• [Selected text]
════════

Bylaws
ARTICLE I: NAME
The name of this Association shall be the American Association of Colleges of Nursing (AACN)
ARTICLE II: PURPOSES, FUNCTIONS
The American Association of Colleges of Nursing (AACN) exists to serve the nation by:
- a. Providing assistance to deans/directors and other members of the nursing community through education, research, governmental and public advocacy, and data collection;
- b. Establishing standards for baccalaureate and graduate nursing education and influencing deans/directors, institutions, organizations, and agencies to accept and adopt those standards;
- c. Influencing the nursing profession to improve health care; and
- d. Promoting public awareness and support of baccalaureate and graduate nursing education, research and practice.
ARTICLE III: MEMBERSHIP
Membership categories for the Association are:
- a. Institutional
- b. Provisional Institutional
- c. Emeritus
- d. Honorary
- e. Honorary Associate
Section 1. Institutional Membership
Institutional membership is open to any institution that has a baccalaureate or higher degree program in nursing that meets the following criteria:
- a. Legal authorization to grant the credential to which the program leads.
- b. Institutional accreditation by an accrediting agency recognized by the U.S. Secretary of Education.

════════

• [Material provided]

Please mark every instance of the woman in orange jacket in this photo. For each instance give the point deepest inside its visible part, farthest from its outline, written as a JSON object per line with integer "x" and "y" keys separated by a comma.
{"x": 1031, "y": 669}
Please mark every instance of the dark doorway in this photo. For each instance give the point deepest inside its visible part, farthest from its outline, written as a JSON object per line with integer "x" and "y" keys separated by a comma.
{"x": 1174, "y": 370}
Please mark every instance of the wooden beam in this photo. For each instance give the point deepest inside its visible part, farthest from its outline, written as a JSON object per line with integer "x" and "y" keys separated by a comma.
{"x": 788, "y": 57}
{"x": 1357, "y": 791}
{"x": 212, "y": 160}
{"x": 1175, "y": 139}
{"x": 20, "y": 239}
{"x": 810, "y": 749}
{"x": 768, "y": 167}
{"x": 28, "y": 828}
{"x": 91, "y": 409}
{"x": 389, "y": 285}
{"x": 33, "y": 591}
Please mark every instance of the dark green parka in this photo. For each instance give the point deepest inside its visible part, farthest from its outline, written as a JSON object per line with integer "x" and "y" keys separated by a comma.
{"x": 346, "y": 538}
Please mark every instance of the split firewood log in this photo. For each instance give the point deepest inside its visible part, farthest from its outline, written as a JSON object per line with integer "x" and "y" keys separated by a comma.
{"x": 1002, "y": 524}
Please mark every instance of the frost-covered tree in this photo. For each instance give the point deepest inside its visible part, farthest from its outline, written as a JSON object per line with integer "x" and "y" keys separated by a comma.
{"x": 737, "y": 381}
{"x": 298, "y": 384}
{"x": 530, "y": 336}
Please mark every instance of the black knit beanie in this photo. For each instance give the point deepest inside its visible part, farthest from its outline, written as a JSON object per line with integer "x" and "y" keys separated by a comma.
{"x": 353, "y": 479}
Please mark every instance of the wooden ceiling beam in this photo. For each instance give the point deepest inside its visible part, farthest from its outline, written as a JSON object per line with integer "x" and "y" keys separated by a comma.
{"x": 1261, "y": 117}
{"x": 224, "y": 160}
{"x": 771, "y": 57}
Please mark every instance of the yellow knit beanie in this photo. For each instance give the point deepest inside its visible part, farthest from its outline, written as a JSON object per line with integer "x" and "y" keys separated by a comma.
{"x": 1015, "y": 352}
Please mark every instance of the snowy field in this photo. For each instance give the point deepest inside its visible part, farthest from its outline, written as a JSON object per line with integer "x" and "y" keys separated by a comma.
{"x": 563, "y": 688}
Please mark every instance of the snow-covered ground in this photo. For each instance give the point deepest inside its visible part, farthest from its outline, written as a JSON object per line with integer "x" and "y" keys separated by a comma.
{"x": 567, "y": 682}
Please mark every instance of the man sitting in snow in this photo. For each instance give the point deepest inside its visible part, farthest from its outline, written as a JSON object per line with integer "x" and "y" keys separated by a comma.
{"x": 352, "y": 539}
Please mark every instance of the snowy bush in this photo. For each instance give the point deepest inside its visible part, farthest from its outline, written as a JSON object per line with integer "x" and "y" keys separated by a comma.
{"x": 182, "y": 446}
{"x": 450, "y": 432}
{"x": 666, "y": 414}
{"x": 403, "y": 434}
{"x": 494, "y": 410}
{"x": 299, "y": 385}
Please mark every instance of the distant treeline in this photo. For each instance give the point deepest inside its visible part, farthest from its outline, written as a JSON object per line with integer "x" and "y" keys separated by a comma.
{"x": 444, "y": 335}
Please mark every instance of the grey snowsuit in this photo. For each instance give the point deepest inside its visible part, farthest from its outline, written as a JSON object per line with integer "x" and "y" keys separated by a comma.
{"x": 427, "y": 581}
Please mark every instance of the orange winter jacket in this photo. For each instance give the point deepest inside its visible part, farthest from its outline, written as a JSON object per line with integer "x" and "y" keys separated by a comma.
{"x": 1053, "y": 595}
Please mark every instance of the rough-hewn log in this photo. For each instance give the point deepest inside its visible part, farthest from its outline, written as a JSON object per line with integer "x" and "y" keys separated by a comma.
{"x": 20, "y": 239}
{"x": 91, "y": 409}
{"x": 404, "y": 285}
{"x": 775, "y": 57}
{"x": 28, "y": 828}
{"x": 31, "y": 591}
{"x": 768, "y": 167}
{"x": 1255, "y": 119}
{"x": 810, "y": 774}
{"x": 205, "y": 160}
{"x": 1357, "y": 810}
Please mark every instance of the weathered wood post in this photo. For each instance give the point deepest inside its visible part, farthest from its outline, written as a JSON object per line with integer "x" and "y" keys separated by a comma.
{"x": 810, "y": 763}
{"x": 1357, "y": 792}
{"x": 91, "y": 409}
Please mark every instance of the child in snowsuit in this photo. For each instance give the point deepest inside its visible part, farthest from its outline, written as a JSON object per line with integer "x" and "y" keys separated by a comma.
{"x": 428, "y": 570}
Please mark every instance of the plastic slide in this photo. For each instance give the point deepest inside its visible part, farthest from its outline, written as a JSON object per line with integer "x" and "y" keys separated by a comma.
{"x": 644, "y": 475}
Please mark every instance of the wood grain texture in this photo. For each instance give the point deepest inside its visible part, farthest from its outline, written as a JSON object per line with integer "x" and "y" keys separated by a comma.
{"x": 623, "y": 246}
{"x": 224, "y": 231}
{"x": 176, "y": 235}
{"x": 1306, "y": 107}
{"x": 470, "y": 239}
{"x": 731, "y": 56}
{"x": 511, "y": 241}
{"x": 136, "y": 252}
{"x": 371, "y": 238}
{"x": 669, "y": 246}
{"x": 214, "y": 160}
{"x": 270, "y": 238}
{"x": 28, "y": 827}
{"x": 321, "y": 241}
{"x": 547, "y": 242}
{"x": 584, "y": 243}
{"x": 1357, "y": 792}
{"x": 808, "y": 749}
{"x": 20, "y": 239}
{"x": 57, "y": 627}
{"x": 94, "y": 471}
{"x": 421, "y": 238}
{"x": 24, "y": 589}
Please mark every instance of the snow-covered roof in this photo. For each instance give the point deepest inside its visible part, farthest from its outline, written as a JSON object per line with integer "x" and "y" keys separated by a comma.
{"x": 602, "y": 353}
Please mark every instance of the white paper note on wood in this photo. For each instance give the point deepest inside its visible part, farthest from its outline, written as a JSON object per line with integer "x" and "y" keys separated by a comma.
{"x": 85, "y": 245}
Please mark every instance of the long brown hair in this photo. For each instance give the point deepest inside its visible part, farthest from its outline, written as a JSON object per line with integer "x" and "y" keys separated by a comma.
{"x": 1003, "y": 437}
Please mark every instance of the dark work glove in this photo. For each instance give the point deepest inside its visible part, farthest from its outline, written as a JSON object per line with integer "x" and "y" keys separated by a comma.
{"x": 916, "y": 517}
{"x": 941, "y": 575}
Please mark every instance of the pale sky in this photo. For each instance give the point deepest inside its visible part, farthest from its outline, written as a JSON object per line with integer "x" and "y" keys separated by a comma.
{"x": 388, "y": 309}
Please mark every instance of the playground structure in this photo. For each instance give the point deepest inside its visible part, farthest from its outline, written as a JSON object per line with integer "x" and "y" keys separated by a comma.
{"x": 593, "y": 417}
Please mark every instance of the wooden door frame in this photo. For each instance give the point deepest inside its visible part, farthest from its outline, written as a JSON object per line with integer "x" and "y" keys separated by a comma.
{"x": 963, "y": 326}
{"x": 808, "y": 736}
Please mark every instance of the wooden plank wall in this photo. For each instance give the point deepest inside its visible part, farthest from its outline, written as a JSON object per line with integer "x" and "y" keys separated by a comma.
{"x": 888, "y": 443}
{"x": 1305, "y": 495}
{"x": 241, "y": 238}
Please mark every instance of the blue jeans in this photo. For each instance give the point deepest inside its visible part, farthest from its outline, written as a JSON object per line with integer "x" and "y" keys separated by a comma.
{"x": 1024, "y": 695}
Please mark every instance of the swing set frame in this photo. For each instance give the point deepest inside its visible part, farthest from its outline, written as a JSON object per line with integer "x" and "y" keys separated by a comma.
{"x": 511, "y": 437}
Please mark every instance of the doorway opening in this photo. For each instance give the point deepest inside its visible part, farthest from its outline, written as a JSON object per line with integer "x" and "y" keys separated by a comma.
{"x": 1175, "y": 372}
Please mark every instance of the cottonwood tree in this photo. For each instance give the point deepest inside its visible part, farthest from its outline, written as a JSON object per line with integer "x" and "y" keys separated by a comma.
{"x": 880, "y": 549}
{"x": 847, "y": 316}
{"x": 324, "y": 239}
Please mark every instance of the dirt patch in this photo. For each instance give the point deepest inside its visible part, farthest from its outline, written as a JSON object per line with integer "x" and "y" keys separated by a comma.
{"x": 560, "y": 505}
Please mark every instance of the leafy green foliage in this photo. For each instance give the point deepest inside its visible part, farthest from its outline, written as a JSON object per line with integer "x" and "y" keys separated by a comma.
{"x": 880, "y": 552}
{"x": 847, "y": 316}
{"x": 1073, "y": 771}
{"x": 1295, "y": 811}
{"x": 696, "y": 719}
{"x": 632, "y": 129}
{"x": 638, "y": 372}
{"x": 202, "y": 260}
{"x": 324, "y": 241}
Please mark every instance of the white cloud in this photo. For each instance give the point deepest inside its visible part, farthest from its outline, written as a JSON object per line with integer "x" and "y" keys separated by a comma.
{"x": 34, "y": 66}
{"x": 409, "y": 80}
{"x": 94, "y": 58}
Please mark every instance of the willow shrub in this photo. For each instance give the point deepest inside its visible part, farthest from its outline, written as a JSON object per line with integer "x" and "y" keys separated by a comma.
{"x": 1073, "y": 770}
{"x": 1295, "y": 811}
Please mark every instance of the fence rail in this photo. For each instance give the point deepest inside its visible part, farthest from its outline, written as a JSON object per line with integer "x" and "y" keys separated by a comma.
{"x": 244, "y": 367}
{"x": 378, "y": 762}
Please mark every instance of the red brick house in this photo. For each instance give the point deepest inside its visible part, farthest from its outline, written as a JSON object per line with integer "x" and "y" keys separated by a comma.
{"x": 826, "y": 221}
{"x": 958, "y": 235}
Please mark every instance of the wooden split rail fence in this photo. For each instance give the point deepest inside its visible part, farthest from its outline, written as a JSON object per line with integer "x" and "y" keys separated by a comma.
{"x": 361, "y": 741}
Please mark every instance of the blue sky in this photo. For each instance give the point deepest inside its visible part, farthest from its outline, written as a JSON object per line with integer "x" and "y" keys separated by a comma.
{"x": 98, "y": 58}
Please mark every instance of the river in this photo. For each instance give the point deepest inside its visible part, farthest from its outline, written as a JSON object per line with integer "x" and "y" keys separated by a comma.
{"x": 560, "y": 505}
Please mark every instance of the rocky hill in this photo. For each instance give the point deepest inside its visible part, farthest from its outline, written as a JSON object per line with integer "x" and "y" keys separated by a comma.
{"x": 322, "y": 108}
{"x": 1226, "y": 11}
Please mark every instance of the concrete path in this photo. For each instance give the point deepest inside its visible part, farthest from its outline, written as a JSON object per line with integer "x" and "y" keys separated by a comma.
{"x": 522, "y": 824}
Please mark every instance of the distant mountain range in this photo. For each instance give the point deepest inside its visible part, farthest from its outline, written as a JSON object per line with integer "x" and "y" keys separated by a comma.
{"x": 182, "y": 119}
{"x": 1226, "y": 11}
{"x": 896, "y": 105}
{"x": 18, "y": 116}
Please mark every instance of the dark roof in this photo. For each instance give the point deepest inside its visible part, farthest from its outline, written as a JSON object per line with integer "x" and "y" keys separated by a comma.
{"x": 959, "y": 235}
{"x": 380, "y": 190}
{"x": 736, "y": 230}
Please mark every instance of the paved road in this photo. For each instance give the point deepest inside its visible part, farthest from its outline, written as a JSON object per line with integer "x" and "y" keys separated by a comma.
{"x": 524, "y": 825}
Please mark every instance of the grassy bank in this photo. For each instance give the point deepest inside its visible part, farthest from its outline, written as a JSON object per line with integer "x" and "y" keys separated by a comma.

════════

Write the next part of the AACN bylaws, starting right after the last line given. None of the rows are needed here.

• [Output for this exercise]
- c. Approval by the state agency that has legal authority for educational programs in nursing (Not applicable to those programs in nursing over which the state board of nursing has no jurisdiction.)
Section 2. Provisional Institutional Membership
Provisional institutional membership may be held for a total of three (3) years and is open to any institution that is in the process of developing a baccalaureate or higher degree program in nursing that meets the following criteria:
- a. Legal authorization to grant the credential to which the program leads.
- b. Institutional accreditation by an accrediting agency recognized by the U.S. Secretary of Education.
Section 3. Emeritus Membership
- a. Emeritus membership may be conferred at the discretion of the Board of Directors on those institutional representatives who have retired from the deanship and upon whom the honorary title emerita/emeritus has been conferred by their respective institution.
- b. Emeritus membership is conferred for the lifetime of the recipient.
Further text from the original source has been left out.